Qué debes hacer
Completa lo que sigue del texto sobre la caza de ballenas y la sobrepesca en alta mar, comenzando después de su última oración.

---------- Fragmento fuente ----------

No fue el caso de Rusia, que, en abierto desacato a las leyes, continuó diezmando el cachalote casi hasta su desaparición en 1972, porque encontró que el espermaceti de los cerebros de este cetáceo, era el mejor lubricante para los misiles nucleares.
Otro instrumento que pese a haber entrado en rigor desde 1986, no ha sido ratificado por todos los miembros, es la moratoria de caza comercial de la ballena de la Comisión Ballenera Internacional (CBI), a sabiendas de que esta especie continúa amenazada y en riesgo, justamente porque Japón, uno de los miembros de esta Comisión y firmante del Tratado de Altamar, encontró la forma de encubrir la pesca comercial dentro de las excepciones del instrumento: subsistencia para los pueblos aborígenes y fines científicos.
¿Se puede ser optimista en cuanto al cumplimiento de los términos del Tratado, cuando se sabe que a mediados del siglo XX, en plena vigencia de la Convención de las Naciones Unidas sobre el Derecho del Mar, se industrializó la pesca artesanal, con el apoyo de las subvenciones de los gobiernos escudada en garantizar la disponibilidad y el acceso a una mayor variedad de alimentos ricos en proteínas, pero que en realidad fue solo un pretexto para la incursión sin control de flotas pesqueras comerciales poderosas que diezmaron poblaciones enteras de bacalaos, arenques y sardinas?
En un océano “sin fronteras” como lo describe Max Bello, ambientalista experto en política oceánica, las flotas pesqueras dotadas de implementos cada vez más sofisticados para atrapar a sus presas se apropiaron en 1989 de unos 90 millones de toneladas (métricas) de pescado, llevando la industria a su máximo nivel y a una disminución de los rendimientos. “En 2003, un informe científico estimó que la pesca industrial había reducido el número de grandes peces oceánicos a sólo el 10% de su población preindustrial”.

---------- Extractos de datos ----------

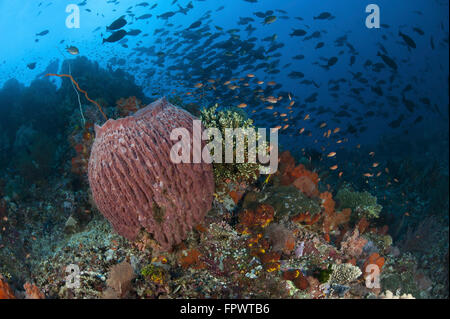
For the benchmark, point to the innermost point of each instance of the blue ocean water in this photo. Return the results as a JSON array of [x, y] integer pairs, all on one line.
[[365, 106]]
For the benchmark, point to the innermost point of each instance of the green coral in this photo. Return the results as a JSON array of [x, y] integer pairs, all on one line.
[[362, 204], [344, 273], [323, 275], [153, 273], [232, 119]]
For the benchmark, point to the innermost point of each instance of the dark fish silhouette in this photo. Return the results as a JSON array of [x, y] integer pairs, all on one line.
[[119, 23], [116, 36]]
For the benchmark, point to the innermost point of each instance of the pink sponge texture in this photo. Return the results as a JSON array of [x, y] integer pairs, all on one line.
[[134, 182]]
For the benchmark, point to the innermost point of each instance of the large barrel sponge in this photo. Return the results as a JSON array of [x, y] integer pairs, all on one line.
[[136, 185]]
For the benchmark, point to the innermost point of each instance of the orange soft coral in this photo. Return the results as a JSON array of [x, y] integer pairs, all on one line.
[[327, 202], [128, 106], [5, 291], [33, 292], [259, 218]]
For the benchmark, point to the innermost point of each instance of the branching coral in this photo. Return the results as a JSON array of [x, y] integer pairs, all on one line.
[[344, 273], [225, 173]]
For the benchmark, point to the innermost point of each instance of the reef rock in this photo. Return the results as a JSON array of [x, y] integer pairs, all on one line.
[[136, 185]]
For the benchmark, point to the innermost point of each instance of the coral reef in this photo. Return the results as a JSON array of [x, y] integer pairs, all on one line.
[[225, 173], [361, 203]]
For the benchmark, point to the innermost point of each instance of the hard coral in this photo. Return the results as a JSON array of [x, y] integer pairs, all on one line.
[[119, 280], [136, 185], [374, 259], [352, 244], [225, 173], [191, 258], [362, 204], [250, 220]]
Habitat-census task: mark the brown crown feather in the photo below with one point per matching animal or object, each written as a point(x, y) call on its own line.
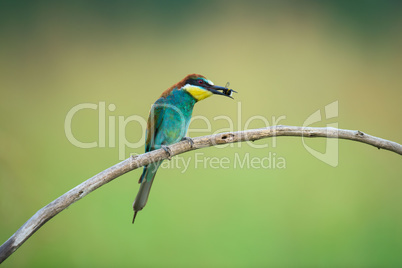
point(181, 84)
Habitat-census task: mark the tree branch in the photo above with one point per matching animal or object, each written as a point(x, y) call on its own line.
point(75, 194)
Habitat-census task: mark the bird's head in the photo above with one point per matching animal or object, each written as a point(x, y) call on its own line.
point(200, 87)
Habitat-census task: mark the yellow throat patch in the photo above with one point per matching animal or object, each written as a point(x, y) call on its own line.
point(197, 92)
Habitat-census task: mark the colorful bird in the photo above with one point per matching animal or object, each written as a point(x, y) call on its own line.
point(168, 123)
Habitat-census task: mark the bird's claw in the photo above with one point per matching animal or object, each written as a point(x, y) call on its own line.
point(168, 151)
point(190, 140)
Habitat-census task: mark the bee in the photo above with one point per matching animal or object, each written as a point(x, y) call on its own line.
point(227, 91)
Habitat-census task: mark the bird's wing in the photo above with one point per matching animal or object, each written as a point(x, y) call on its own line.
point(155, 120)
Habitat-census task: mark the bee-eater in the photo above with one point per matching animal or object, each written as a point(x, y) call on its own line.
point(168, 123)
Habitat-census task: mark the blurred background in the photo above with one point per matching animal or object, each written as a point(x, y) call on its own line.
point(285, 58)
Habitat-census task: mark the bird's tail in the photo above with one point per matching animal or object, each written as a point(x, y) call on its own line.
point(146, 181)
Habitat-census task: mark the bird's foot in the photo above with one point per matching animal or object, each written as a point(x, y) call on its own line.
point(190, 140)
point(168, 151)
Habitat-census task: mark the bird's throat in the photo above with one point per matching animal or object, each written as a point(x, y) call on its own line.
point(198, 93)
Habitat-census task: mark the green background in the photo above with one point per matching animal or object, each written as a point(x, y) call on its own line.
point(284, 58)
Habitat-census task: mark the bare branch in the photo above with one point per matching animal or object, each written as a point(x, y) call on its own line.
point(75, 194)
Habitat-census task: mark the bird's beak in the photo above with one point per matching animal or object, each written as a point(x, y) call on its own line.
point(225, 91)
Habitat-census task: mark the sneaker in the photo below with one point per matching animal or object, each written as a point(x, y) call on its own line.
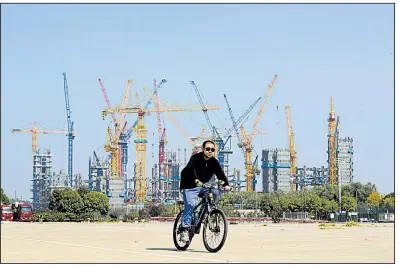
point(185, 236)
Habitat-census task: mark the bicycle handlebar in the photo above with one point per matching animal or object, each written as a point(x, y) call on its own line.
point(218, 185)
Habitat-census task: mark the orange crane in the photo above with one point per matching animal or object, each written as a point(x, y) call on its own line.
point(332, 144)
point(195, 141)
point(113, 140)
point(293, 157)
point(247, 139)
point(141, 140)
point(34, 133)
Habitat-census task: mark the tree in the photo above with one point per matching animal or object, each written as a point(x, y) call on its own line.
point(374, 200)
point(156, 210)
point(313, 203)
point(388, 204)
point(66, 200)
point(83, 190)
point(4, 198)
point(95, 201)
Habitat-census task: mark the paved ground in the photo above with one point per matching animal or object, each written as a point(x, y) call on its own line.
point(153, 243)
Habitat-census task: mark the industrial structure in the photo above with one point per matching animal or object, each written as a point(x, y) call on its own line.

----------

Resultado del ejercicio
Olivier de Schutter, encargado especial de la ONU sobre el derecho a la alimentación, menciona en su informe “Pesca y derecho a la alimentación”, a China, Rusia, la Unión Europea, EEUU y Japón, países ahora comprometidos con la protección de las aguas continentales en el nuevo acuerdo, como protagonistas de lo que denomina una “apropiación oceánica” a través de la pesca industrial agresiva de sus flotas, invitando a las naciones emergentes a endurecer el acceso de naves extranjeras a sus aguas “Es como una apropiación de tierra, sólo que es menos visible y menos mencionada”.
Respecto a este punto, China está considerado como el país que más viola la normativa internacional sobre pesca. Su flota pesquera ha operado libremente desde 1985 en aguas continentales con la anuencia de África Occidental, arrasando en 1996 con 926,500 toneladas de productos marinos con el apoyo de sus 1.381 buques pesqueros, número que se incrementó exponencialmente en 2020, y la colocó a la cabeza de las flotas pesqueras de altamar más grandes del mundo con casi 17.000 buques, algunos registrados bajo su bandera y otros con pabellones de conveniencia como estrategia para evadir las regulaciones.
Todavía hay demasiadas incógnitas respecto al futuro de este nuevo marco regulatorio, porque requiere del consenso de 60 países y de una voluntad genuina para reducir las crisis que azotan los mares globales, comenzando por el calentamiento global que a la fecha ubica a China, a la cabeza de los países con mayores emisiones de CO2 con más de 10.065 millones de toneladas, seguido de Estados Unidos, con 5.416 millones de toneladas, India, con 2.654 millones de toneladas y Rusia, con 1.711 millones de toneladas.